Copy out each line of the listing below where the string "chair" appears.

···

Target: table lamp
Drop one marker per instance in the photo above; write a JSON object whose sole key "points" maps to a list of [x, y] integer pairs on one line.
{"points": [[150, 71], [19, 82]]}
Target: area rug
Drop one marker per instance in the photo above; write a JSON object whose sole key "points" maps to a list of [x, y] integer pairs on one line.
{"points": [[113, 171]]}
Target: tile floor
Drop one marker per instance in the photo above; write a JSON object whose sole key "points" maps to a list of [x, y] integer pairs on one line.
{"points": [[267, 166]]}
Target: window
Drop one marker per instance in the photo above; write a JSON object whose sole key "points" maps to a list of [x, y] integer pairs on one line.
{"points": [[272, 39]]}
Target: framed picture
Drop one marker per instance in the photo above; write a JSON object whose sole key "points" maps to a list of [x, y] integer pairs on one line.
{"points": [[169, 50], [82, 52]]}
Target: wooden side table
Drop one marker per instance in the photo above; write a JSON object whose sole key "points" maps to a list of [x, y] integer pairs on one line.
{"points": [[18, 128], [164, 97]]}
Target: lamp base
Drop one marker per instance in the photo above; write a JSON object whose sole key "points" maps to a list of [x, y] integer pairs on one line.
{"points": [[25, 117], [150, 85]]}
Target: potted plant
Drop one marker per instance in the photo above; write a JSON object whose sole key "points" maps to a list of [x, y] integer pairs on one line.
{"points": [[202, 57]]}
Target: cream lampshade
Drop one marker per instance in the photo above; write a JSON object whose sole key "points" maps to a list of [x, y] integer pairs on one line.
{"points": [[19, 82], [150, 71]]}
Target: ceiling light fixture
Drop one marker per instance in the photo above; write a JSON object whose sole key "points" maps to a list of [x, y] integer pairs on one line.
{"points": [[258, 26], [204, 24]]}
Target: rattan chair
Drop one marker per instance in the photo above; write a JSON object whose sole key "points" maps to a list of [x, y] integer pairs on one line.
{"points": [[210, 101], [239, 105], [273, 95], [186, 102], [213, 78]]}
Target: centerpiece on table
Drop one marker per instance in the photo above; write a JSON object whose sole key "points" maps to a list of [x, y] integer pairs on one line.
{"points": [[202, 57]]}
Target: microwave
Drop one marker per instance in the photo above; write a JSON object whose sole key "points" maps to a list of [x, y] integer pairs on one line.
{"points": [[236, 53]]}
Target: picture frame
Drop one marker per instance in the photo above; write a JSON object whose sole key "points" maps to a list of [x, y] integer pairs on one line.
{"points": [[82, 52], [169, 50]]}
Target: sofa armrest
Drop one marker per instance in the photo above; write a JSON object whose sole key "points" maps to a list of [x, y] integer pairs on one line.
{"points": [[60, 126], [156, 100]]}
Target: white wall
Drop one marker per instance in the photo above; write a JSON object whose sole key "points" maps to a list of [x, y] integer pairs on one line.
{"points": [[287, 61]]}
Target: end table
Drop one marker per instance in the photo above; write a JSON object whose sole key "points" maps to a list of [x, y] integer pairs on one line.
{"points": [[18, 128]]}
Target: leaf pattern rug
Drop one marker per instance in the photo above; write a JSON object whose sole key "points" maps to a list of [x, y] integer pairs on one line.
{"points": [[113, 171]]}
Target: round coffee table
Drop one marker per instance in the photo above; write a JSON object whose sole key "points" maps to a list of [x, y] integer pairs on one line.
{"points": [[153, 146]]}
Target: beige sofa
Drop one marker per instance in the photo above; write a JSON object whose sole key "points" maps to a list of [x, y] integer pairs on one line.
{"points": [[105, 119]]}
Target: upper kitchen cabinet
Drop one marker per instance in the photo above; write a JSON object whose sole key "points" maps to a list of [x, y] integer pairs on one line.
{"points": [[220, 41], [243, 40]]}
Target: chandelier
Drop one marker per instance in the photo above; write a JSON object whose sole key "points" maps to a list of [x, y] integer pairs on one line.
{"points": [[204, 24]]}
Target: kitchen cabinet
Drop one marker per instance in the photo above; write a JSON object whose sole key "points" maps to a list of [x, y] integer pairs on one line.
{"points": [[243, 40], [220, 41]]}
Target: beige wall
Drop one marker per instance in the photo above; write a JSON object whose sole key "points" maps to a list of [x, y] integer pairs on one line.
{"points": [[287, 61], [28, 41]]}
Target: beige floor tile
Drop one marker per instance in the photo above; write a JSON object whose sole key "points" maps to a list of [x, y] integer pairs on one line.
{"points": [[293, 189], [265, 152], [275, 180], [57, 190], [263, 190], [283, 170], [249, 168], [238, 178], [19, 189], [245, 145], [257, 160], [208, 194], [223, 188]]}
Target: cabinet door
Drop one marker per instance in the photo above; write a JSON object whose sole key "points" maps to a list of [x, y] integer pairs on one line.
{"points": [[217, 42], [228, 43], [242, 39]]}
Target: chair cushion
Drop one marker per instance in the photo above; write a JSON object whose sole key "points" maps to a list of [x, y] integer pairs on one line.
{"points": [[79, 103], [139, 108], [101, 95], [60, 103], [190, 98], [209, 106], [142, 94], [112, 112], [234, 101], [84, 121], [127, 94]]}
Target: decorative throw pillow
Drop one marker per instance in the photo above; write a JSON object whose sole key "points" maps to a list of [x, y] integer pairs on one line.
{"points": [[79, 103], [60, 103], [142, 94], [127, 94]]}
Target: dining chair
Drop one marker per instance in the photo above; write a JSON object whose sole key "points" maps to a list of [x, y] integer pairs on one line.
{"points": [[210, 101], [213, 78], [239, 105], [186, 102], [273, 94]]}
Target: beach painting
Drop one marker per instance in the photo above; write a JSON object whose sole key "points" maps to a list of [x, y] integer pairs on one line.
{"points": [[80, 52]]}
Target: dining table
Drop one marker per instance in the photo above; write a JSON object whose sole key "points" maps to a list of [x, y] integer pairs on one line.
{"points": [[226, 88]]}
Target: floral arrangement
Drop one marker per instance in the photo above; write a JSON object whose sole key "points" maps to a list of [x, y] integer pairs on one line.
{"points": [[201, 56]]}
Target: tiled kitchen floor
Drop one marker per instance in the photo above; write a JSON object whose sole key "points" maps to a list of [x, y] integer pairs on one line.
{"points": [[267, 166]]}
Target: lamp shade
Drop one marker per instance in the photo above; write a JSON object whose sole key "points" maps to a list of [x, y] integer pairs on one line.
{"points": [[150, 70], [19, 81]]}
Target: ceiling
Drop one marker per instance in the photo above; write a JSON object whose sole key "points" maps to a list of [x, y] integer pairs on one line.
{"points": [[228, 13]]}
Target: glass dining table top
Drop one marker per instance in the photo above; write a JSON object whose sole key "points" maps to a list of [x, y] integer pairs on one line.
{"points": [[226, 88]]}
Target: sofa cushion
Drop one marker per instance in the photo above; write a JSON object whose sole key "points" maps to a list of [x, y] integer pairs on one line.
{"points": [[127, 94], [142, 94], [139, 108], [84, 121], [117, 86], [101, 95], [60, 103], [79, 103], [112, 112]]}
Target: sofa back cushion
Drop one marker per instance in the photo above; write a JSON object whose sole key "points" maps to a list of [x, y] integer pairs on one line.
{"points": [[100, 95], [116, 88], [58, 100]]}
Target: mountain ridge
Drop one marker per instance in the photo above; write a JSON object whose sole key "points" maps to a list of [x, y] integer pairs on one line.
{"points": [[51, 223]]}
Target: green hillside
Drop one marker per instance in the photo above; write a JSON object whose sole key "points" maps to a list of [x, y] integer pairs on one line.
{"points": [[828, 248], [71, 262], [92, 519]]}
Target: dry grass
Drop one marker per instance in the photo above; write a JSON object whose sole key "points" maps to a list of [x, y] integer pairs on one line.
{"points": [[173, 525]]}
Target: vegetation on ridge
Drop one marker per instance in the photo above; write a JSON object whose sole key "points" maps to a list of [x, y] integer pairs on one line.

···

* EXERCISE RESPONSE *
Target: rattan chair
Target: chair cushion
Target: dining chair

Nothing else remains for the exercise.